- Given problem 1: From the article on supporting AI in the enterprise, extract the passage that begins with the words "AI / ML doesn’t" and stops after "and data stores.". Copy it word for word.
Selected excerpt start
Supporting AI in the Enterprise

What it will take to do it right

2001: a space odyssey, inside “HAL’s brain”

Looks the same but isn’t

AI / ML doesn’t use significantly different (or more) resources than any other current technology. Even though they can have specialized needs, they primarily leverage the enterprise’s existing services, interfaces, and data stores.

From an infrastructure perspective, integrating AI / ML in the enterprise is pretty much exactly like almost everything we’ve integrated previously. That’s dangerous, because while the infrastructure and actual integration is similar, the resulting outcomes are unlike everything else we’ve ever done.

We got a taste of this with DevOps. The joke was companies wanting to “buy the DevOps” (like, in a box) when, of course, implementing DevOps is often more cultural than technical. AI has technical elements, of course — but there are so many impacts so far beyond traditional technical solutions, assuming it’s anywhere near similar is a trap.
Selected excerpt end
Given entries start
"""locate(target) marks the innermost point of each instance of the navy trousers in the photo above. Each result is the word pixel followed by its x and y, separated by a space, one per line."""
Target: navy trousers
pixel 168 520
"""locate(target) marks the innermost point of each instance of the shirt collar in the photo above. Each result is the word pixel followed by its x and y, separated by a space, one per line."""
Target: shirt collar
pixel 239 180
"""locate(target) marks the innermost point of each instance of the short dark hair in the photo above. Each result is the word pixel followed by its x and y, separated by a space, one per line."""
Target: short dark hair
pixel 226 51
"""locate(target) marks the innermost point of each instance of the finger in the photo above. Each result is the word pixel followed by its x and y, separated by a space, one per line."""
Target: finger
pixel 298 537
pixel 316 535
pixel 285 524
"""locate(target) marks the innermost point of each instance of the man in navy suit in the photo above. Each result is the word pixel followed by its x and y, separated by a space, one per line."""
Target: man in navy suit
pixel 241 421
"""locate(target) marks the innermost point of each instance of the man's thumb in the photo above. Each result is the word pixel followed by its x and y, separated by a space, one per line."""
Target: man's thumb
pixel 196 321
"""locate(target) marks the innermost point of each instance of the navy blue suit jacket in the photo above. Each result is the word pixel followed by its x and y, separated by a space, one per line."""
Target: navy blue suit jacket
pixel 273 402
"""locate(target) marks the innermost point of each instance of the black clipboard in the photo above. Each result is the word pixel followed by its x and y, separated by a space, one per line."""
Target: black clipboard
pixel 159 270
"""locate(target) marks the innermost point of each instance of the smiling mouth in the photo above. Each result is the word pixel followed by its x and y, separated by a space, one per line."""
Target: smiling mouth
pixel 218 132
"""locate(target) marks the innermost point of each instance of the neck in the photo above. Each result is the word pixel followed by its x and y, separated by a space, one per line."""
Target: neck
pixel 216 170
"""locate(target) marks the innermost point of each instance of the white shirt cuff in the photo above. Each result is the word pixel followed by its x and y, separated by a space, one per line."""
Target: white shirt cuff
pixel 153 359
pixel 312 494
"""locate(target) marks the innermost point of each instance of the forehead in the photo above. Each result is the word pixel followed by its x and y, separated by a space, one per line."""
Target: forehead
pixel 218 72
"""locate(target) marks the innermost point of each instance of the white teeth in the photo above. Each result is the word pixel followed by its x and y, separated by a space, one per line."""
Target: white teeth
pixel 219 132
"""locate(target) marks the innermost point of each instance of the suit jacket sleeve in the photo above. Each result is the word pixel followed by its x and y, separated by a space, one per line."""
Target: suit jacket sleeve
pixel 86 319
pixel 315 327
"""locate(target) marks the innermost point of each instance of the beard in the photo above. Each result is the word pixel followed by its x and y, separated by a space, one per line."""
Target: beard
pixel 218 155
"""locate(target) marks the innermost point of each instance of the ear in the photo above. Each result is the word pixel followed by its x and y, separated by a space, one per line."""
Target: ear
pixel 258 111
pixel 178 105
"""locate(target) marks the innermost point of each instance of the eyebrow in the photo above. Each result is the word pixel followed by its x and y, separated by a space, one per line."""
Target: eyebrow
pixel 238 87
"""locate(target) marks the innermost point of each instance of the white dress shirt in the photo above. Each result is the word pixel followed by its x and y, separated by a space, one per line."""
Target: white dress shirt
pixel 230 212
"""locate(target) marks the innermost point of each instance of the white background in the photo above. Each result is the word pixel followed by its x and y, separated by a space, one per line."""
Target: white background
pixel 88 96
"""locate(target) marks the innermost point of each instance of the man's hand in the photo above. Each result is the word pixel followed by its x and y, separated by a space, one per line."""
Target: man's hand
Given entries end
Given entries start
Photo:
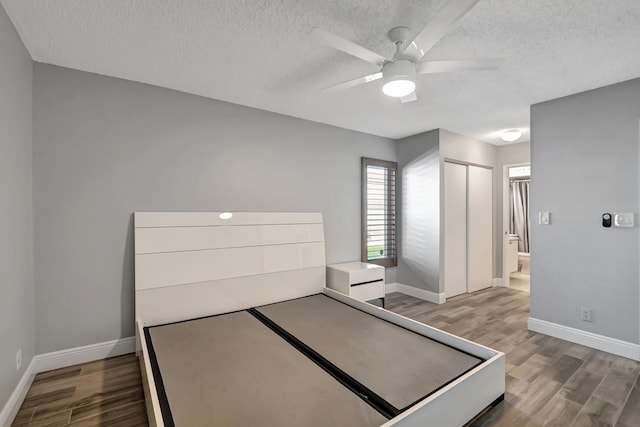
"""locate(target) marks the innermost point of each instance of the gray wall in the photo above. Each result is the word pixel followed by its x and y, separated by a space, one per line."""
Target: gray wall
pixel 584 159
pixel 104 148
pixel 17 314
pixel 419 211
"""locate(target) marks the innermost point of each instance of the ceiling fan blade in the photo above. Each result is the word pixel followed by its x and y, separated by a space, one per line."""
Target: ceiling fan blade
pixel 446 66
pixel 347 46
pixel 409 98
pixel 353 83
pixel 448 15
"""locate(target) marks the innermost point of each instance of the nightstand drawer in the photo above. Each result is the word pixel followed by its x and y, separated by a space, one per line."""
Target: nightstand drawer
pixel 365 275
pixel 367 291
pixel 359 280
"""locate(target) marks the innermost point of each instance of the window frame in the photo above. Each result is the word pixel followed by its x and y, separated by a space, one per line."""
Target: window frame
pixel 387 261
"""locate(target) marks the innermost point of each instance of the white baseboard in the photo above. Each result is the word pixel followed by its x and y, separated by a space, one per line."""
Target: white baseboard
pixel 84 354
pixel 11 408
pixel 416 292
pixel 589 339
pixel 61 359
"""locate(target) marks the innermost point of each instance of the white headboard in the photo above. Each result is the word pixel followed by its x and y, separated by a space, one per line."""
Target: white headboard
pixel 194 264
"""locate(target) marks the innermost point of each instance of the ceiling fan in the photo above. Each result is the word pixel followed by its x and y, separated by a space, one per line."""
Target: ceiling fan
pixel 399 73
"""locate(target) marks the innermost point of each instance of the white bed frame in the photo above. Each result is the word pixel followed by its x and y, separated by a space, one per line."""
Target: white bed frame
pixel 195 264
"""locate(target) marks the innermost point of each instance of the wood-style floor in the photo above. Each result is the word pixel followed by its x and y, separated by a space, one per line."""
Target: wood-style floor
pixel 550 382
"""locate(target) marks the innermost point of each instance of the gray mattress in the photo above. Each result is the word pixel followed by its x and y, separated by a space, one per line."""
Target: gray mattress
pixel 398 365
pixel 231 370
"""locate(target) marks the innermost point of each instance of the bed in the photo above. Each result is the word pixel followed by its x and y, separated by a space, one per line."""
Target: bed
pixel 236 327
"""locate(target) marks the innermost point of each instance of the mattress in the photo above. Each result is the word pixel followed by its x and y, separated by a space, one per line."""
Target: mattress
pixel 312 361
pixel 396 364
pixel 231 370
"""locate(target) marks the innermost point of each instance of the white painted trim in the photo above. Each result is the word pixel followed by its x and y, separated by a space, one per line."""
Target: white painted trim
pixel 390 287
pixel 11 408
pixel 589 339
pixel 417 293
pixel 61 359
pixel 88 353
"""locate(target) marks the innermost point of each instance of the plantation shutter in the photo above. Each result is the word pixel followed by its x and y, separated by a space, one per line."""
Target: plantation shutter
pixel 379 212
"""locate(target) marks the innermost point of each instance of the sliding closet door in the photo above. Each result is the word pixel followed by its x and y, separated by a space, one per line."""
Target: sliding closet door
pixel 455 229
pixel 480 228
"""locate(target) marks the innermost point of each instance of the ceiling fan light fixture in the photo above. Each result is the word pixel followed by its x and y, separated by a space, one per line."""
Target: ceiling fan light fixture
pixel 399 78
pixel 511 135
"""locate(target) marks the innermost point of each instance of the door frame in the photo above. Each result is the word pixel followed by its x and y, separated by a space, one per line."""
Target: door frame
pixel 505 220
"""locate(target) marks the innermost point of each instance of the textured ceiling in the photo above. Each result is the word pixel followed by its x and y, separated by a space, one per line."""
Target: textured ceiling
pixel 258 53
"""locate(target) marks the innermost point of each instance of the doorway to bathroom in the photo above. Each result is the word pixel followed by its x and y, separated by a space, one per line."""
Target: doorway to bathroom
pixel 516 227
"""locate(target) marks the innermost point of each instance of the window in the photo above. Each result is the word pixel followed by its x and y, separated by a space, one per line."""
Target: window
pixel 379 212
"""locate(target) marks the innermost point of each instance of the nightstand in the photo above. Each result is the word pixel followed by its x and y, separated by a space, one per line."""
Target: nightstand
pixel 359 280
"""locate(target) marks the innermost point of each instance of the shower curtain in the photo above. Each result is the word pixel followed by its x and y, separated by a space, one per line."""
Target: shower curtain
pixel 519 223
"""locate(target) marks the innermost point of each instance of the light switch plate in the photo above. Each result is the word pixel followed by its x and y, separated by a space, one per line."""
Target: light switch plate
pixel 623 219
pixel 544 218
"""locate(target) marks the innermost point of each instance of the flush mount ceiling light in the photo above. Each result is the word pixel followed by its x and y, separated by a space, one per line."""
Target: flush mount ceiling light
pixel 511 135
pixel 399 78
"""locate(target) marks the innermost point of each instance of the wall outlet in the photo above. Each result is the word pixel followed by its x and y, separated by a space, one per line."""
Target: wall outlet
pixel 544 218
Given entries end
Given entries start
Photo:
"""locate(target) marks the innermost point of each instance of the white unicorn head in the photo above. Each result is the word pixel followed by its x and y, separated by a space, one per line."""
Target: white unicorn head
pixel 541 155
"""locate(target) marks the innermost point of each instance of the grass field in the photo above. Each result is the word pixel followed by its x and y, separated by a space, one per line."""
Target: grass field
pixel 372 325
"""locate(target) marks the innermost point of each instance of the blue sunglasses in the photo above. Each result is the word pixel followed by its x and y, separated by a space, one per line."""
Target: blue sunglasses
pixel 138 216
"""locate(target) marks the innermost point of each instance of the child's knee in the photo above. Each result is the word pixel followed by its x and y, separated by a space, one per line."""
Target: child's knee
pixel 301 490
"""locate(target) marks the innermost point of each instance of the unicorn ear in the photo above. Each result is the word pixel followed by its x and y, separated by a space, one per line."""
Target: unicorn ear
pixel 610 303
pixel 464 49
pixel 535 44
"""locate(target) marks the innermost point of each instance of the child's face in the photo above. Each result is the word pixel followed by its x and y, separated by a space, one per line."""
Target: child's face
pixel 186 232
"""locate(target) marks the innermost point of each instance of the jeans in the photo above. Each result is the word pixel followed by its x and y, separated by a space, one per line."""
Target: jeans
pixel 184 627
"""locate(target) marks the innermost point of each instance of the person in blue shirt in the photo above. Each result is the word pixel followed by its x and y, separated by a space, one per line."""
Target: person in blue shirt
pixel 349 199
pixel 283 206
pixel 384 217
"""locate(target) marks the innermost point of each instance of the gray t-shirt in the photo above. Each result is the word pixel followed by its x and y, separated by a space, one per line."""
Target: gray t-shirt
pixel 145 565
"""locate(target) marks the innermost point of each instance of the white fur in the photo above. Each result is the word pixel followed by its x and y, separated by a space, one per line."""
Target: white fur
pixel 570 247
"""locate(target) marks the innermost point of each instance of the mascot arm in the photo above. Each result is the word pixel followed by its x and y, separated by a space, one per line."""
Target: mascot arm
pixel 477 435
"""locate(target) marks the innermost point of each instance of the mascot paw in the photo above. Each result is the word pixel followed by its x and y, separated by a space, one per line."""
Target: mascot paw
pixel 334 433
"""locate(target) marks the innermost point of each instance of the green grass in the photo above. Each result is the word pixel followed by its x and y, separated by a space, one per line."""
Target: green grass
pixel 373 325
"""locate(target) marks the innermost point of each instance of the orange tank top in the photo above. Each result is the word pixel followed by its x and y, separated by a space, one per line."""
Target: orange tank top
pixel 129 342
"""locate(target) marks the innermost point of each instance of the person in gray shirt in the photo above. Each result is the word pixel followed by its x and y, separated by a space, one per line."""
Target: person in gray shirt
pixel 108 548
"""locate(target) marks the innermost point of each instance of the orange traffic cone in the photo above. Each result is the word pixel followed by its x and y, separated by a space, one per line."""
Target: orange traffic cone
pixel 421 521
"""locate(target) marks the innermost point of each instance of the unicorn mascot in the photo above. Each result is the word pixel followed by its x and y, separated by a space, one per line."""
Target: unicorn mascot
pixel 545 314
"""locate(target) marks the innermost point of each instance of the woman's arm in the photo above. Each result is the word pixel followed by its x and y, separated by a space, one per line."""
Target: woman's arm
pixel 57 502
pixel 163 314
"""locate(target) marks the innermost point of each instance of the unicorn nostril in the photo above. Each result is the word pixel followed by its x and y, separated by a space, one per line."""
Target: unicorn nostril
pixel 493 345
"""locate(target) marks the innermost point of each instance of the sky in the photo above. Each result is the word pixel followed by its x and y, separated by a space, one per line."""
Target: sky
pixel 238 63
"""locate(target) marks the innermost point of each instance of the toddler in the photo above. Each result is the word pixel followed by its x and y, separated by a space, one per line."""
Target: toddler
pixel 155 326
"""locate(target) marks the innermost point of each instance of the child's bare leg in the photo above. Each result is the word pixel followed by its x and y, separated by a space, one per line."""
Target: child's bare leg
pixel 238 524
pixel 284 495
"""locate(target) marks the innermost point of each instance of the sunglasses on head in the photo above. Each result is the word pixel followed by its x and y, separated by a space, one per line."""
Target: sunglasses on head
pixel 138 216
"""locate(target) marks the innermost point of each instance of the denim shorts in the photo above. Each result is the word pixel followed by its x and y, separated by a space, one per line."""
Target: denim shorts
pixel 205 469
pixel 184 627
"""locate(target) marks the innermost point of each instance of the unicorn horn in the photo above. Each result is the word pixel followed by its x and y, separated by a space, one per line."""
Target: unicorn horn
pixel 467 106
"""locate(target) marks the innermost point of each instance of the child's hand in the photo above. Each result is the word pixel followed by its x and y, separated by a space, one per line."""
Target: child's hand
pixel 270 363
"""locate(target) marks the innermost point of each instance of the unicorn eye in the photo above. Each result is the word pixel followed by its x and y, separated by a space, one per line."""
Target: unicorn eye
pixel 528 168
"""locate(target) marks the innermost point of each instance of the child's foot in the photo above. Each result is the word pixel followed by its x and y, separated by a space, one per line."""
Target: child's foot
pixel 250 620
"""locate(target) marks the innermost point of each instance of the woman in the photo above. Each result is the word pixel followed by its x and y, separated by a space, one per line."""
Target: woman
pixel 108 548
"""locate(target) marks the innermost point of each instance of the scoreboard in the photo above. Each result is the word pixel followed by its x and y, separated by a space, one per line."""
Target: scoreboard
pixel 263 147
Given entries end
- Given problem 2: Please pick out every line of the records that contains the string "collar", treating uppercase and lowercase as different.

- Full output 1:
AI / ML doesn’t use significantly different (or more) resources than any other current technology. Even though they can have specialized needs, they primarily leverage the enterprise’s existing services, interfaces, and data stores.

- Full output 2:
"""locate(target) marks the innermost point of each instance of the shirt collar in the photo above. Each result is the word pixel followed by its x and y, separated by a space, one per line."""
Target: shirt collar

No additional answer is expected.